-- begin Supplied material --

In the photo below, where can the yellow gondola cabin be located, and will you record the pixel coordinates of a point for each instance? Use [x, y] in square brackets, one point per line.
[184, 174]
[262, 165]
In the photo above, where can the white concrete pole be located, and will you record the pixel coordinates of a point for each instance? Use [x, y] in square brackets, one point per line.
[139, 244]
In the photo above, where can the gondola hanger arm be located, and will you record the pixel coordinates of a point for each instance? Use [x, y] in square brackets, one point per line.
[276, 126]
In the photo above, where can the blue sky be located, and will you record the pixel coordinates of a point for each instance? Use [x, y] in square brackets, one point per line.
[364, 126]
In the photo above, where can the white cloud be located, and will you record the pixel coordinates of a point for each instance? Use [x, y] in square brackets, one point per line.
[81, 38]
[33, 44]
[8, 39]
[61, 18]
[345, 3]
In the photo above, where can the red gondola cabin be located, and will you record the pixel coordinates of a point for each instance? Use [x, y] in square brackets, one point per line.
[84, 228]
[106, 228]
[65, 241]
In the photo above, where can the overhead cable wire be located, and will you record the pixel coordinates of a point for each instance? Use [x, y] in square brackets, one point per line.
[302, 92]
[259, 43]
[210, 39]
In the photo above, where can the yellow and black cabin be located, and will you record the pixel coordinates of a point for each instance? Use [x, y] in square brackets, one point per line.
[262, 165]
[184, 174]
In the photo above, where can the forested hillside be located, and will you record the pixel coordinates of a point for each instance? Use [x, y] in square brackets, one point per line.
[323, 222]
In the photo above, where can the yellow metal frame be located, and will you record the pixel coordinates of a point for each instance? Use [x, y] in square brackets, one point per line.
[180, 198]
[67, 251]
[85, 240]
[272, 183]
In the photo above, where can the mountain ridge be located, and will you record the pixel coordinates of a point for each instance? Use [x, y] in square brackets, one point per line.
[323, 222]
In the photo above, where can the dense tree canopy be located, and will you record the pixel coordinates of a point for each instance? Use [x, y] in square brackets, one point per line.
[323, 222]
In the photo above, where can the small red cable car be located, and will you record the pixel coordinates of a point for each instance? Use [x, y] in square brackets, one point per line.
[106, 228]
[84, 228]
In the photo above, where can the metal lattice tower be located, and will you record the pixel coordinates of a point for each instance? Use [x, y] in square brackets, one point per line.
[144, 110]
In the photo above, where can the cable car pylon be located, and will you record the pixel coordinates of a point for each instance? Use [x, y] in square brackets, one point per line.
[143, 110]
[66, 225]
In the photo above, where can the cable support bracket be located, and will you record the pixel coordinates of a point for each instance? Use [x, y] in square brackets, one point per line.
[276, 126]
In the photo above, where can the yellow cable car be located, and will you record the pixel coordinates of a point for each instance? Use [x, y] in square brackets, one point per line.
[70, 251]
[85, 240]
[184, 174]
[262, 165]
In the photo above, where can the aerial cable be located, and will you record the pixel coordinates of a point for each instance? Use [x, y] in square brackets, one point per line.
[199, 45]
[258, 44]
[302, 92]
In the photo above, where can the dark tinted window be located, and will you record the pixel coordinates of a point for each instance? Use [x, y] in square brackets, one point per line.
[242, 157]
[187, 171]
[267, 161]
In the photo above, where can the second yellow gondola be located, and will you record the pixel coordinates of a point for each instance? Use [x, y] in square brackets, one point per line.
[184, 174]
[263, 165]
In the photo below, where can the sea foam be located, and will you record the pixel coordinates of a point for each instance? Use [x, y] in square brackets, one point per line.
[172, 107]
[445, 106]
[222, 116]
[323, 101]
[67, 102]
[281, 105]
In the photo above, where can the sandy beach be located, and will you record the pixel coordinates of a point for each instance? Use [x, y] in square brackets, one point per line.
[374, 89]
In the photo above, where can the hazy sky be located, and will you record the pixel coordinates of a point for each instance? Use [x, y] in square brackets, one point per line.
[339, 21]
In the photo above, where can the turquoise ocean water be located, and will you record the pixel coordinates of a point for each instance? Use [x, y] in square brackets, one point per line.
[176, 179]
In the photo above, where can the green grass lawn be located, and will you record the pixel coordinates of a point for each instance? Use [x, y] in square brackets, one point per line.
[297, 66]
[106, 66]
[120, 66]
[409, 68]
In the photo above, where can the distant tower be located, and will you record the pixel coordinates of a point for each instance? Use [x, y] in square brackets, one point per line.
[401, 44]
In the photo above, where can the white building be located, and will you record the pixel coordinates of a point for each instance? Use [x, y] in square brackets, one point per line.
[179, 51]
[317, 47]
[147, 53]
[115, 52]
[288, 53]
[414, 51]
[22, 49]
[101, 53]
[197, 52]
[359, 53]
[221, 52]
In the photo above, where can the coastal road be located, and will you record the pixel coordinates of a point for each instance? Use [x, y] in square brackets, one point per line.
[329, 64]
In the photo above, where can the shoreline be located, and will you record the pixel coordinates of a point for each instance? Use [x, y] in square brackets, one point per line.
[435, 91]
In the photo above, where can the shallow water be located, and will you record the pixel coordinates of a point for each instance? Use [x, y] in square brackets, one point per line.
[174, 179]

-- end Supplied material --

= Problem description =
Reproduce the data from the line containing "In the photo above, where can the coastal" through the end, substituting "tidal flat" for "shallow water" and leaving all other text unchanged.

= Reply to the task =
In the photo above, where can the coastal road be located, and will you record the pixel coordinates of a point for each instance? Use [x, y] in square brackets, one point per line.
[329, 64]
In the photo above, where can the shoreline be located, and will you record the pixel coordinates of a point for each instance? Use [x, y] in square brackets, one point per line.
[435, 91]
In the photo above, where can the tidal flat be located, and will you record the pixel coordinates of a point for each instance? Use [x, y] in square brackets, one point per line.
[174, 179]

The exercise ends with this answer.